Offset every vertex coordinate in the polygon outlines by 62 and rewrite the stretch of the listing from the line containing "Return the outline of every instance of the bed" through the end of the listing, requests included. Keep the request lines unchanged.

→ **PROVIDED MATERIAL**
----

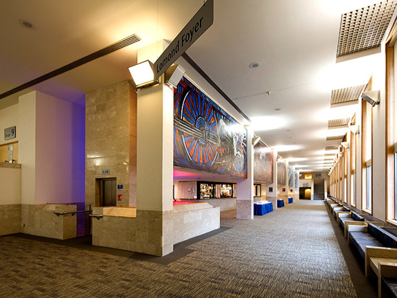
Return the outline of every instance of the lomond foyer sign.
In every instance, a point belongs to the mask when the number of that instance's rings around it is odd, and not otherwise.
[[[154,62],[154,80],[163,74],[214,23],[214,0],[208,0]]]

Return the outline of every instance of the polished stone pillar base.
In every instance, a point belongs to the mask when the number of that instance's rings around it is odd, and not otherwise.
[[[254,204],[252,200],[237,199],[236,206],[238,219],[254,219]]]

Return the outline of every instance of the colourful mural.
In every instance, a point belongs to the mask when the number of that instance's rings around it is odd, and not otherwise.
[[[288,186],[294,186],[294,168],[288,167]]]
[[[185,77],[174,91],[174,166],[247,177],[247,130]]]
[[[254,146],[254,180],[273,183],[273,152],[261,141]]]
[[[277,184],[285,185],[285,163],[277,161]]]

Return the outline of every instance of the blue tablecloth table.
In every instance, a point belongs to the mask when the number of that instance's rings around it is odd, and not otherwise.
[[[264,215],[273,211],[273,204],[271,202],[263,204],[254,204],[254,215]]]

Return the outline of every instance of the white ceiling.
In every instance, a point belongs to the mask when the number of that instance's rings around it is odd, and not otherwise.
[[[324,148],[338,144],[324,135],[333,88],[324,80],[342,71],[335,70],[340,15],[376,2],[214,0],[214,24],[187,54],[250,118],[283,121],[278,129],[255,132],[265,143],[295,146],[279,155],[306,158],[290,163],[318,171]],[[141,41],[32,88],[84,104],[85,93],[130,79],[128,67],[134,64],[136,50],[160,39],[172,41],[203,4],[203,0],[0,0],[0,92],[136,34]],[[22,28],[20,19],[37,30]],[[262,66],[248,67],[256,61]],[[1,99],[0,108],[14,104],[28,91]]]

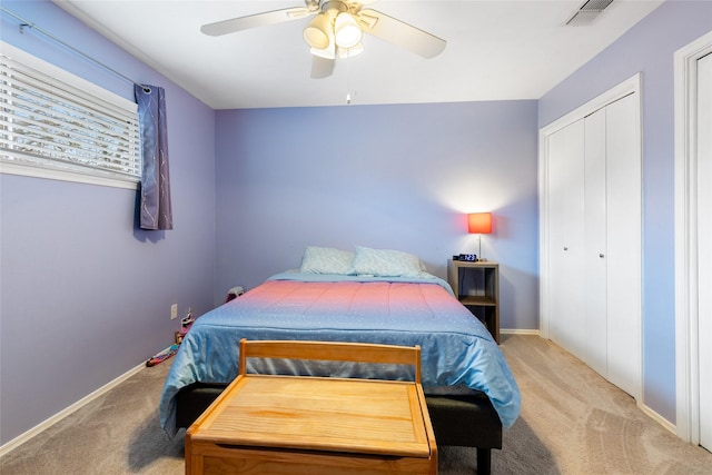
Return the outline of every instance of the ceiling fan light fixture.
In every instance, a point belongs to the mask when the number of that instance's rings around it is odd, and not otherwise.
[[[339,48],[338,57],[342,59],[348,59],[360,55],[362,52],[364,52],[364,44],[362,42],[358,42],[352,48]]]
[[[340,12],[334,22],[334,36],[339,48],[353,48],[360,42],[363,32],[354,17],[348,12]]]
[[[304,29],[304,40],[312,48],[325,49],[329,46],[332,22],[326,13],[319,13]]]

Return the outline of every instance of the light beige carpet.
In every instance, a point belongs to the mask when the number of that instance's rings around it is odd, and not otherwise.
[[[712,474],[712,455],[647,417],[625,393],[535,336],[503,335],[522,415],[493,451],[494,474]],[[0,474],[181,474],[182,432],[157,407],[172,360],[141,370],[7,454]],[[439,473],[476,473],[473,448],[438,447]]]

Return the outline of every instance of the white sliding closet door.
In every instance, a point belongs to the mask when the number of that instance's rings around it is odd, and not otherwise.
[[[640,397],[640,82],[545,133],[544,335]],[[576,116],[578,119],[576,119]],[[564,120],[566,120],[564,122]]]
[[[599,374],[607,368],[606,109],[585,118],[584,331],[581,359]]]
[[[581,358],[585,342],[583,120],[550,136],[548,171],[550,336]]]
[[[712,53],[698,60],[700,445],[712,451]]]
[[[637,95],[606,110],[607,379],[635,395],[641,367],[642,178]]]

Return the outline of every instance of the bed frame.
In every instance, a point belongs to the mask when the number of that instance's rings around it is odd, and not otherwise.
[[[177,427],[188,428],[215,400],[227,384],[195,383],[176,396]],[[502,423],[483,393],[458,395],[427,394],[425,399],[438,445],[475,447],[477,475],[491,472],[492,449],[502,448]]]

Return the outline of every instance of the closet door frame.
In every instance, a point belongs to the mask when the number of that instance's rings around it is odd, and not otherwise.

----

→ **RESULT**
Return the outline of every instance of the bed frame.
In every instance, a point belongs to the mask when the number of that instance's rings around it is odd, and not otherwise.
[[[239,489],[250,490],[277,462],[289,446],[257,445],[238,458]],[[564,485],[545,455],[520,457],[489,456],[487,461],[500,507],[537,509],[539,537],[553,534],[554,511],[564,510]]]

Return the outline of every instance of the closet door frame.
In every instance, a point belongs to the mask when the number of that instance's rings around it is odd, and not otherwise.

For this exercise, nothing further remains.